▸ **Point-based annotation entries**
_ _ _ _ _ _ _

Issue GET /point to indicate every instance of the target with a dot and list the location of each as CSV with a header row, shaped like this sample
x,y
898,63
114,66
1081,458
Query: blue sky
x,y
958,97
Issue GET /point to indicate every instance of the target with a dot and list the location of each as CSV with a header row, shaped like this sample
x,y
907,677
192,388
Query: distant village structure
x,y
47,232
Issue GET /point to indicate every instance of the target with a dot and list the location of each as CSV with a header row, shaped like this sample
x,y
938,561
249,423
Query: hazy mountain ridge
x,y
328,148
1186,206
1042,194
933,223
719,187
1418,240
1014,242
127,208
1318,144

_ _ _ _ _ _ _

▸ **TASK BRIEF**
Could you rewrite every one of the entries above, swapping "Query" for "Label" wherever it occurs and keeping everything else unchanged?

▸ **CORRECT RESULT**
Issue GET /point to indicate every instance of the target with a dot and list the location of each as CSV with a header row, shaped like this sample
x,y
898,63
114,66
1081,458
Label: blue sky
x,y
958,97
Issue GET /point to indicate every instance of the target with a dot and list the location of each as CSV with a header row, shaped like this sample
x,y
907,677
192,388
Label: distant village structure
x,y
47,232
Issue GET /point to indicate every instance of the target with a dot and list the location of each as CSV with a header row, shaped like this sample
x,y
938,561
249,423
Label: hazy mountain ridge
x,y
328,148
1186,206
1042,194
933,223
719,187
1418,240
1014,242
127,208
1318,144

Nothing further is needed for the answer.